Items listed in a dataset

>>

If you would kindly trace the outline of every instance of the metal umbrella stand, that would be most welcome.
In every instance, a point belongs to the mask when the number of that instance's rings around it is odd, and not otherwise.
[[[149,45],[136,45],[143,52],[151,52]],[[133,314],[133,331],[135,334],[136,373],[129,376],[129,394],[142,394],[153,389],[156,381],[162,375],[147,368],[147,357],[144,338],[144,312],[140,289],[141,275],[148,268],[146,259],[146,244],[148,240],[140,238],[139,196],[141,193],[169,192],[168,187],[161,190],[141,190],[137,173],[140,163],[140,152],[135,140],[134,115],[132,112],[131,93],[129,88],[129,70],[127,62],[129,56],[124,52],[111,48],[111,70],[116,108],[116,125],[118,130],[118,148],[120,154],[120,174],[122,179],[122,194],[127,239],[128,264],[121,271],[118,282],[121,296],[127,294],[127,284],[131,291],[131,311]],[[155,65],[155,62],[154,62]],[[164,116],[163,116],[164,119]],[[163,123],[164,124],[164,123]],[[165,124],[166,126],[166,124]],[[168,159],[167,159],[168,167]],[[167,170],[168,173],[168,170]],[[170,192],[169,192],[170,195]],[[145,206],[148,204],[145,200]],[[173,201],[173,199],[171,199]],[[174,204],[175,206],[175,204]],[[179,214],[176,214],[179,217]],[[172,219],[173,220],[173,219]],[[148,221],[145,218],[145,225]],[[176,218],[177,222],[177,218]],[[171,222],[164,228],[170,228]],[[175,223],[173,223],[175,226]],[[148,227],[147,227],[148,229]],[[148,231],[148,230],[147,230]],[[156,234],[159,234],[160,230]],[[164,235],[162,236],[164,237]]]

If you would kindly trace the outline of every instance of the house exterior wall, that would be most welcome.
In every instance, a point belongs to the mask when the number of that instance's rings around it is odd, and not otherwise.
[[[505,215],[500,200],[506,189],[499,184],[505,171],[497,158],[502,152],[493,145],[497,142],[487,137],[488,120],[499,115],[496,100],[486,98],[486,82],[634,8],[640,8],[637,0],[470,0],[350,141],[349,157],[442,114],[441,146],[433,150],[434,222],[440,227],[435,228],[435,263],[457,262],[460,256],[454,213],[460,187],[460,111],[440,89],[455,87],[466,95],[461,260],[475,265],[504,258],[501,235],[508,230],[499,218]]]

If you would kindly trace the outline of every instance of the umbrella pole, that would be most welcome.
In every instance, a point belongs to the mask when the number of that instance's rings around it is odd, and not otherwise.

<<

TRY IT: Please reproduce every line shown above, exactly as written.

COMPLETED EXERCISE:
If you would kindly trace the outline of every instance of the metal umbrella stand, that would be most welcome.
In every instance, a point belongs to the mask when the number of that instance's rings around it is odd, and not otherwise.
[[[149,45],[136,45],[143,52],[151,52]],[[133,314],[133,331],[135,334],[136,373],[129,376],[129,394],[142,394],[153,389],[156,381],[162,375],[147,368],[147,357],[144,338],[144,312],[140,289],[141,275],[148,268],[146,259],[146,244],[148,240],[140,238],[139,196],[141,193],[169,192],[168,187],[161,190],[141,190],[137,173],[140,163],[140,152],[135,140],[134,115],[132,112],[131,93],[129,88],[129,70],[127,62],[129,56],[124,52],[111,48],[111,70],[116,108],[116,125],[118,130],[118,148],[120,154],[120,174],[122,179],[122,194],[127,239],[128,264],[121,271],[118,282],[121,296],[127,294],[127,284],[131,291],[131,311]],[[155,65],[155,62],[154,62]],[[164,116],[163,116],[164,119]],[[163,123],[164,124],[164,123]],[[165,124],[166,126],[166,124]],[[168,159],[167,159],[168,167]],[[167,170],[168,173],[168,170]],[[170,192],[169,192],[170,195]],[[145,206],[148,204],[145,200]],[[173,201],[173,199],[171,199]],[[174,204],[175,206],[175,204]],[[179,214],[176,214],[179,217]],[[172,219],[173,220],[173,219]],[[148,221],[145,218],[145,225]],[[176,218],[177,222],[177,218]],[[171,222],[164,228],[170,228]],[[175,223],[173,223],[175,226]],[[148,227],[147,227],[148,229]],[[148,231],[148,230],[147,230]],[[156,234],[159,234],[160,230]],[[164,235],[162,236],[164,237]]]

If you would kindly trace the outline of every instance of the house exterior wall, that would be most welcome.
In every instance, a point belongs to the mask when the number of that instance's rings around it is odd, and not otherwise.
[[[505,215],[500,200],[506,189],[499,184],[505,171],[497,158],[502,152],[493,145],[497,142],[487,137],[488,120],[499,115],[496,100],[486,98],[486,82],[634,8],[640,8],[637,0],[470,0],[350,141],[349,157],[442,114],[441,146],[433,150],[434,222],[440,227],[435,228],[435,263],[457,262],[460,256],[454,213],[460,187],[460,111],[440,89],[455,87],[466,95],[461,260],[475,265],[504,258],[501,235],[508,230],[499,218]]]

If you would kindly trace the outline of every instance of the umbrella pole, that would be most welcome.
In every instance, a point belongs to the mask when the number of that instance's rings around it is odd, and not otherwise.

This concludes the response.